■ BRIEF:
Reproduce every entry exactly as written.

■ SUPPLIED INFORMATION:
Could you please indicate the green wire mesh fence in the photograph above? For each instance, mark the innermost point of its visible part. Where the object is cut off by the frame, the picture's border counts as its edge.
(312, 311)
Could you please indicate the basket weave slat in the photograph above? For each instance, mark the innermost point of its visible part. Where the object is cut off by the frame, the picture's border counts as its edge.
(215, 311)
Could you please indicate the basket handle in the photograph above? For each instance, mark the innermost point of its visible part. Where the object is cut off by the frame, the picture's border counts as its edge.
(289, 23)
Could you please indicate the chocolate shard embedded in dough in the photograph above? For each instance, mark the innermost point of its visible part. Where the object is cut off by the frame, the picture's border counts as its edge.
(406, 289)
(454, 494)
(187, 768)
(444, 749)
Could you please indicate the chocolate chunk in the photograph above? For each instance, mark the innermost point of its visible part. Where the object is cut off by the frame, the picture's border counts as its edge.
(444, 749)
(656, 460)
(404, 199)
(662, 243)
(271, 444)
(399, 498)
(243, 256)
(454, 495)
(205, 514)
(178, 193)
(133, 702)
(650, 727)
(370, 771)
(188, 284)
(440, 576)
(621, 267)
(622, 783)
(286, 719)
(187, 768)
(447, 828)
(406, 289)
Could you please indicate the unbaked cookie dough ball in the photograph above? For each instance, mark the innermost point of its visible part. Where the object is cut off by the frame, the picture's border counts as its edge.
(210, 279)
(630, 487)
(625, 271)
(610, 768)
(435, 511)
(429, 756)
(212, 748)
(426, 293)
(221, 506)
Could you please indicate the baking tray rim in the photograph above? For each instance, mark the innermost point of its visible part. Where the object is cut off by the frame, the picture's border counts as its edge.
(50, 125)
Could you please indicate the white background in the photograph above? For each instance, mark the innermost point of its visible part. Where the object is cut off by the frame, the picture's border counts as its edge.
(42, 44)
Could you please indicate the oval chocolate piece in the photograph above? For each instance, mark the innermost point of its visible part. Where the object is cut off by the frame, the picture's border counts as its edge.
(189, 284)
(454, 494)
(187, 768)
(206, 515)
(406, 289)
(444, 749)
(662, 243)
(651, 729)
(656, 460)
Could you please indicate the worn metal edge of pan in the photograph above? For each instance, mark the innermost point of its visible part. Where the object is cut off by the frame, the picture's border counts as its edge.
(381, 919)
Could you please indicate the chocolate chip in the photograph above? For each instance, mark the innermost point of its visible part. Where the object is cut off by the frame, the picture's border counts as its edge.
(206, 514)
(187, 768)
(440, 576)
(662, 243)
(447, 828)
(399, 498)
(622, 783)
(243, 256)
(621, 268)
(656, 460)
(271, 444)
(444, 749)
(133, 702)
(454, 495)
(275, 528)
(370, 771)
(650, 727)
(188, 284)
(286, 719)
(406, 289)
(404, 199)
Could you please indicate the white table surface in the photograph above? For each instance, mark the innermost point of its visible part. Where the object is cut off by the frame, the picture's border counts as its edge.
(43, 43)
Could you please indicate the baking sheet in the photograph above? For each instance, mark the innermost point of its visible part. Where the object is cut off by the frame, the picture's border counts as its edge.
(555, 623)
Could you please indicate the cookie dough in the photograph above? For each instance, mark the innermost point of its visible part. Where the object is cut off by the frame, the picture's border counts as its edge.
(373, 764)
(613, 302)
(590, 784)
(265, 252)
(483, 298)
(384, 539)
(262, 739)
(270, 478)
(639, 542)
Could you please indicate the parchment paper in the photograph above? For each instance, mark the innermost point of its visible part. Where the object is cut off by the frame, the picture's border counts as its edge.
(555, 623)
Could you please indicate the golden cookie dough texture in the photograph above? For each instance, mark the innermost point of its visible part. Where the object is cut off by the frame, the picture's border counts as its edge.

■ OUTPUT OF THE TASK:
Could you please indicate the green wire mesh fence in the photograph above? For each instance, mark the innermost point of its visible part. Where the object is cut off by the frame, the picture's border counts as its edge.
(312, 311)
Could you please indicate the basket weave slat in the photograph above? For each instance, mark the innermost point of its visible part. Where the object is cut off by the frame, the picture's border counts as its edge.
(215, 311)
Could you please indicate the basket handle in the photograph above? For each instance, mark the innermost point of its visible part. Where the object is cut off by the frame, the picture's border counts as its edge.
(289, 23)
Could you please indicate the chocolate shard embedded in dough in the photograph above? For each instance, mark the innermost point of its visible part. Where the object is cut off by the frame, the picture's border counts as its edge.
(406, 289)
(454, 494)
(187, 768)
(444, 749)
Could you please indicate the chocolate chunk in the photograph above? For each instance, mark the innermost point of its visible part. Where the object is cut off by the frame, the picture's border counts as its edge.
(444, 749)
(656, 460)
(404, 199)
(662, 243)
(271, 444)
(399, 498)
(243, 256)
(454, 495)
(205, 514)
(178, 193)
(133, 702)
(650, 727)
(370, 771)
(188, 284)
(440, 576)
(621, 267)
(622, 783)
(286, 719)
(187, 768)
(447, 828)
(406, 289)
Could you please indicate the unbaked cookie dough ball in the photograph above? For each instance, mark the innermost point of its visible part. Where the object is cut off by the frame, the picture's border counts as its edge.
(210, 279)
(630, 487)
(625, 271)
(610, 768)
(435, 511)
(429, 756)
(212, 748)
(426, 293)
(221, 506)
Could you please indicate the baking tray rim in the photograph above? For each instance, mark the innermost point of its visible part. Where the object is cut off by the frame, the picture's border counts as its edge.
(50, 125)
Could you please indicate the white background in the photograph above? For each instance, mark the innermost point of its visible part. Where the object is cut off by the frame, the picture's border counts as its edge.
(42, 44)
Could you please indicate the oval chocolate piece in the photograph above? For each instance, mark the innermost point of its visible part. Where the object is cut off by the frame, the picture's border counts as its edge.
(189, 284)
(454, 494)
(187, 768)
(206, 515)
(406, 289)
(444, 749)
(662, 243)
(651, 729)
(656, 460)
Could you please indicate the worn metal edge of pan in the photograph above? For each instance, mark the innermost point of its visible part. Where the object is cut off by the frame, the picture's border counts as its edge.
(381, 919)
Could you please indicate the chocolate chip in the photograph above? For each instance, mark the innermost point of its visible part. Where the object is cut off by the frame, the picture's border counts as its edge.
(206, 514)
(187, 768)
(440, 576)
(662, 243)
(447, 828)
(399, 498)
(622, 783)
(243, 256)
(621, 268)
(656, 460)
(271, 444)
(444, 749)
(133, 702)
(454, 495)
(275, 528)
(370, 771)
(650, 727)
(188, 284)
(286, 719)
(406, 289)
(404, 199)
Could you please indicate the white table surface in the photograph above? For each instance, mark the innermost point of its visible part. Where the object is cut off by the frame, the picture's border counts as its edge.
(43, 43)
Could you please indicate the baking sheet in the photograph above? For each instance, mark the innermost point of its visible part. Where the object is cut off by the frame, the picture's border counts as its edge.
(555, 623)
Could you please indicate the cookie dough in the photograph above? For each instance, mark the innermost point of its visible part. Where the object is cut off by the frame, the picture's border counts as its edge.
(373, 764)
(613, 302)
(590, 784)
(265, 252)
(483, 298)
(384, 539)
(262, 739)
(270, 478)
(639, 542)
Could you please indicate the parchment paper in the photograph above? For each instance, mark the innermost point of its visible part. Where the object is cut off by the frame, the picture's border counts as its edge.
(555, 623)
Could you please indicate the golden cookie dough texture in the photograph above? For each instance, mark the innermost point of its visible part. Where the object is cut off by the frame, the picture's border counts as its edge.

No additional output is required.